--- Given entries Enclosed Below ---

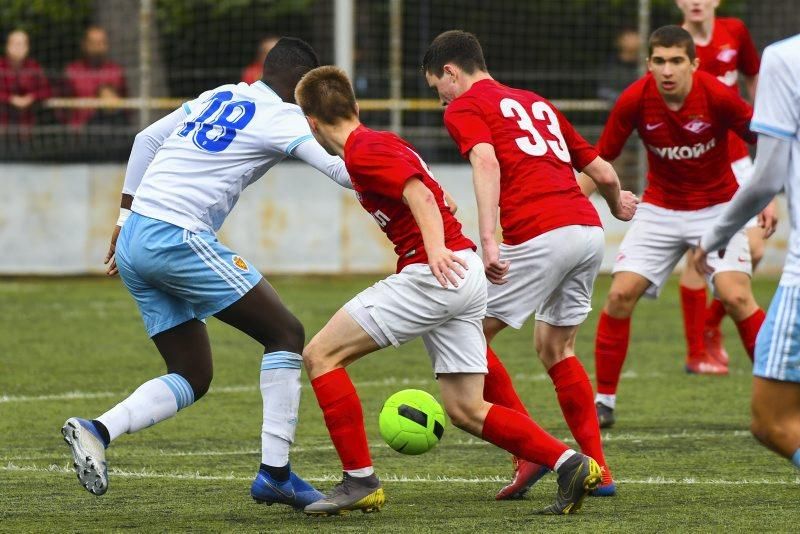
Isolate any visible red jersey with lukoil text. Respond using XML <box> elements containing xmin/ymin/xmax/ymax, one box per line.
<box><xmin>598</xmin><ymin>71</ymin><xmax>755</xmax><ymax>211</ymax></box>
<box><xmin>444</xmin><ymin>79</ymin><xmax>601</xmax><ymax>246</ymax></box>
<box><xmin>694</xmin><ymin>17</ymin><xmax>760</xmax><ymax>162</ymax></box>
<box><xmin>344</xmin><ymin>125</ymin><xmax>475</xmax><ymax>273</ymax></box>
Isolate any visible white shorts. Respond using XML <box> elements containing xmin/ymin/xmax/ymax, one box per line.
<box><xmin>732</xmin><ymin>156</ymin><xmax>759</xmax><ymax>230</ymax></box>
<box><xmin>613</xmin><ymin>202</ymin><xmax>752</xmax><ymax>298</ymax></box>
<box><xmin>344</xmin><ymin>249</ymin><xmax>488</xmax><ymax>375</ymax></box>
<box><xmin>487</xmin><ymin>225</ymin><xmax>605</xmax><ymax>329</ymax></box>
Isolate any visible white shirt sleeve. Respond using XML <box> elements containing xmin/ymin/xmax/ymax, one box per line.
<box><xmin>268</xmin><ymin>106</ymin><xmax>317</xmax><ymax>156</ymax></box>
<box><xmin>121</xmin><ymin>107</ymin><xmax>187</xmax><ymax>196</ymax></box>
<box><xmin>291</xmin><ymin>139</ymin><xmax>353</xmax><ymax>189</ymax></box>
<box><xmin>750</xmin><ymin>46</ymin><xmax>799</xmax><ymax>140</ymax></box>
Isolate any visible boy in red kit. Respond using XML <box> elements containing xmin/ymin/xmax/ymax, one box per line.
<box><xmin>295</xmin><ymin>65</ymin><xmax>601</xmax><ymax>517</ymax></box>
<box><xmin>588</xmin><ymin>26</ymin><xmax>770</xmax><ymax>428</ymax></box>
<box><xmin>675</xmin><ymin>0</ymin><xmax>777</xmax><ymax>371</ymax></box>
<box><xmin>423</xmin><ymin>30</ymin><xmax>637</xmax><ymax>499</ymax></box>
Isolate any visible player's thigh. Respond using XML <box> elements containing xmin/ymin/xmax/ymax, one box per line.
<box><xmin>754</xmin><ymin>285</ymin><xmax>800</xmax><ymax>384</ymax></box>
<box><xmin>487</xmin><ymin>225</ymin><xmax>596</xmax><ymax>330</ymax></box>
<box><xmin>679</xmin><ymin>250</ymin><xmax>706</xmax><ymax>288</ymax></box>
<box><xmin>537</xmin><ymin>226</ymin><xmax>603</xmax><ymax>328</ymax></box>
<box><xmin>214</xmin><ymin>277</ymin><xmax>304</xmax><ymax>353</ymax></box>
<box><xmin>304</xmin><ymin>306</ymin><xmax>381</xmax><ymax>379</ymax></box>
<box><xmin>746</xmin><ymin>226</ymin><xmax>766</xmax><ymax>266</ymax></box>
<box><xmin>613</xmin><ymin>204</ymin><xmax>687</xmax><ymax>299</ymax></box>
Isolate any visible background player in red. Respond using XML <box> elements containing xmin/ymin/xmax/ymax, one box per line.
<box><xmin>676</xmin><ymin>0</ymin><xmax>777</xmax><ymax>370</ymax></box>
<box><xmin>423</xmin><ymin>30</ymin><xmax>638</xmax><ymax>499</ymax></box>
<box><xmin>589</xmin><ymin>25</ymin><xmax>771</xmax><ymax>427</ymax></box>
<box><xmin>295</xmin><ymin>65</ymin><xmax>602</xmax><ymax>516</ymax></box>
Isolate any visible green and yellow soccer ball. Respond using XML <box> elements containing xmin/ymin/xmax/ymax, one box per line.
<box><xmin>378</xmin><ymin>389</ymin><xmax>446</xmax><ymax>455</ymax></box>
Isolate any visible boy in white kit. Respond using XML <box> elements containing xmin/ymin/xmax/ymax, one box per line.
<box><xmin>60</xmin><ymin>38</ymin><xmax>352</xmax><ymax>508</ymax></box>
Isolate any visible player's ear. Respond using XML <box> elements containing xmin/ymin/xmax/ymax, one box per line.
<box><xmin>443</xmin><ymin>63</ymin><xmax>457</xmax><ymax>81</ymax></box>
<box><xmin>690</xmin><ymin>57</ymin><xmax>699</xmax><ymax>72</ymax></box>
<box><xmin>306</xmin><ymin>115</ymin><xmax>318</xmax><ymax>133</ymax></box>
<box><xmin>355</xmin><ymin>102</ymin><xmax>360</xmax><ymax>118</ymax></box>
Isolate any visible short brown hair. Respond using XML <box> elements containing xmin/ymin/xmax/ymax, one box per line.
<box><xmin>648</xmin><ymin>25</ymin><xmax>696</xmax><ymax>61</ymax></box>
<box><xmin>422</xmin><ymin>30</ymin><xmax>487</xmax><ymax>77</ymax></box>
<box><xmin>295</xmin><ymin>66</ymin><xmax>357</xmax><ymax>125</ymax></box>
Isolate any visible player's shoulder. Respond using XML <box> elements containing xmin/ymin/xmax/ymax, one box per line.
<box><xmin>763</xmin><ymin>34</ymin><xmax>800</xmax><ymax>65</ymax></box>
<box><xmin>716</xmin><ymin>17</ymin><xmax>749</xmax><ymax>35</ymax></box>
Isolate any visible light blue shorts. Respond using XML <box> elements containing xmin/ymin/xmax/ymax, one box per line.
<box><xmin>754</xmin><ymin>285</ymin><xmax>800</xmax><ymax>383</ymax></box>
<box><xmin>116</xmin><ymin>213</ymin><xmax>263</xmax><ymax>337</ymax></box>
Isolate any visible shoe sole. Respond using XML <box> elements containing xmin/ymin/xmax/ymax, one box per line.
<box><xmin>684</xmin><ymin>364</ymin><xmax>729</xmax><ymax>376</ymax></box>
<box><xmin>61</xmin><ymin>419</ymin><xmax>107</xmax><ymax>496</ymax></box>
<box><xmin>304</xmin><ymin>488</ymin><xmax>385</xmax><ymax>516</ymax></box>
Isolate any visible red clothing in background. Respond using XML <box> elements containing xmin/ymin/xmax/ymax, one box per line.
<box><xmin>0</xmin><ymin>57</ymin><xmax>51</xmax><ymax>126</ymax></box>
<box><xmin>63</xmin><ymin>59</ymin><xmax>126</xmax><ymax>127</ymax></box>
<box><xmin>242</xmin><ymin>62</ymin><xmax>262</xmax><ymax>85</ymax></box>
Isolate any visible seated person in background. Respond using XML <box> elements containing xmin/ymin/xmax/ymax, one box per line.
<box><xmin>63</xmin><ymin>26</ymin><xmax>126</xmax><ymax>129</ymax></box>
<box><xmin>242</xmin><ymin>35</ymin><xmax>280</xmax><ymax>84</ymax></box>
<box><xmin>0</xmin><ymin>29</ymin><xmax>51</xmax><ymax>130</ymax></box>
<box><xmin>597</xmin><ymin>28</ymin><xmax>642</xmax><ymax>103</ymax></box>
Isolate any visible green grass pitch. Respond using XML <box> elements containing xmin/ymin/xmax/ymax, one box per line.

--- End of Enclosed Given entries ---
--- Given entries Enclosed Below ---

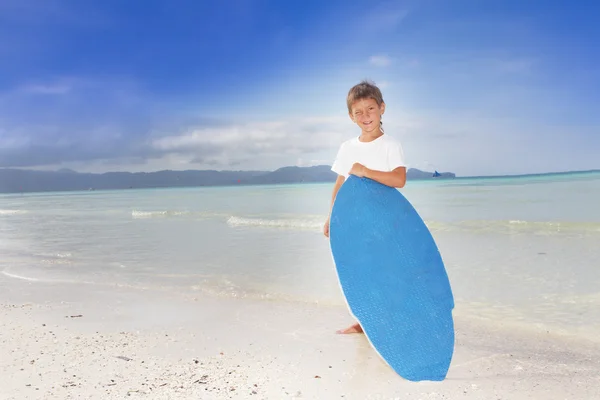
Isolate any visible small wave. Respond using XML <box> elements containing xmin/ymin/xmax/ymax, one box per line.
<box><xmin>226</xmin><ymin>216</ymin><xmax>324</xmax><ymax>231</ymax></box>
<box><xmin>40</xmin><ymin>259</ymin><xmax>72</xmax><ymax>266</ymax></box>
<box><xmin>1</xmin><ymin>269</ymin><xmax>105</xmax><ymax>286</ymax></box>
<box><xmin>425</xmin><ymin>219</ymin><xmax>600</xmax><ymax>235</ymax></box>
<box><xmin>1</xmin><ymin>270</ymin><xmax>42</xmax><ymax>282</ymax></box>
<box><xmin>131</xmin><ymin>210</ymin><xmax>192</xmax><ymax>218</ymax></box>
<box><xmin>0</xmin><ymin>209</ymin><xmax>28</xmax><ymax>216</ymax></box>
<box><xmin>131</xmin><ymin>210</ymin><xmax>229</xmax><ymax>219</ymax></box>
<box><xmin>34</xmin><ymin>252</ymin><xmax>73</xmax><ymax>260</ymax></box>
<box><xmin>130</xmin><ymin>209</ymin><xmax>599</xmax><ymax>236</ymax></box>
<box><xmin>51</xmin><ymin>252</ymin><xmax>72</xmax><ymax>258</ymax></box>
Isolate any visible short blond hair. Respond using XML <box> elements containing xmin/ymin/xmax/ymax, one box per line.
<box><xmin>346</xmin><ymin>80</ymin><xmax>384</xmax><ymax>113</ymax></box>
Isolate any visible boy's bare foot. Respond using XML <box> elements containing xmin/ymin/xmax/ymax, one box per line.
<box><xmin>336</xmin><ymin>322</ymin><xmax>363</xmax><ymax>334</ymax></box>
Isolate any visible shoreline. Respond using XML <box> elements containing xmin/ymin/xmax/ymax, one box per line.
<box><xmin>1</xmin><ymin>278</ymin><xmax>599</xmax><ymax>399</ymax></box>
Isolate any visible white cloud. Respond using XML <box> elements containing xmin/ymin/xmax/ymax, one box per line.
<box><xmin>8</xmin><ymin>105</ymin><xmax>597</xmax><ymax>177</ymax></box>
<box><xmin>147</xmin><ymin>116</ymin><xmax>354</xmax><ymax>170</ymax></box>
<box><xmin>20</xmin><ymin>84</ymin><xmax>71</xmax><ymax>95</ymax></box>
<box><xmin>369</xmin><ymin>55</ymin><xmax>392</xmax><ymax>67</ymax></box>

--- End of Enclosed Given entries ---

What is needed: Of the entries above, repeat exactly the lines between the line with "Isolate any visible red clothing" and the line with "Isolate any visible green grass", inclusive, and no others.

Expected output:
Isolate any visible red clothing in background. Respond using XML <box> elements containing xmin/ymin/xmax/ymax, one box per line.
<box><xmin>0</xmin><ymin>57</ymin><xmax>51</xmax><ymax>126</ymax></box>
<box><xmin>63</xmin><ymin>59</ymin><xmax>126</xmax><ymax>127</ymax></box>
<box><xmin>242</xmin><ymin>62</ymin><xmax>262</xmax><ymax>85</ymax></box>
Isolate any visible seated person in background. Respond using XML <box> elements containing xmin/ymin/xmax/ymax, one box per line.
<box><xmin>63</xmin><ymin>26</ymin><xmax>126</xmax><ymax>129</ymax></box>
<box><xmin>242</xmin><ymin>35</ymin><xmax>280</xmax><ymax>84</ymax></box>
<box><xmin>0</xmin><ymin>29</ymin><xmax>51</xmax><ymax>130</ymax></box>
<box><xmin>597</xmin><ymin>28</ymin><xmax>642</xmax><ymax>103</ymax></box>
Isolate any visible green grass pitch. Respond using XML <box> elements containing xmin/ymin/xmax/ymax, one box per line.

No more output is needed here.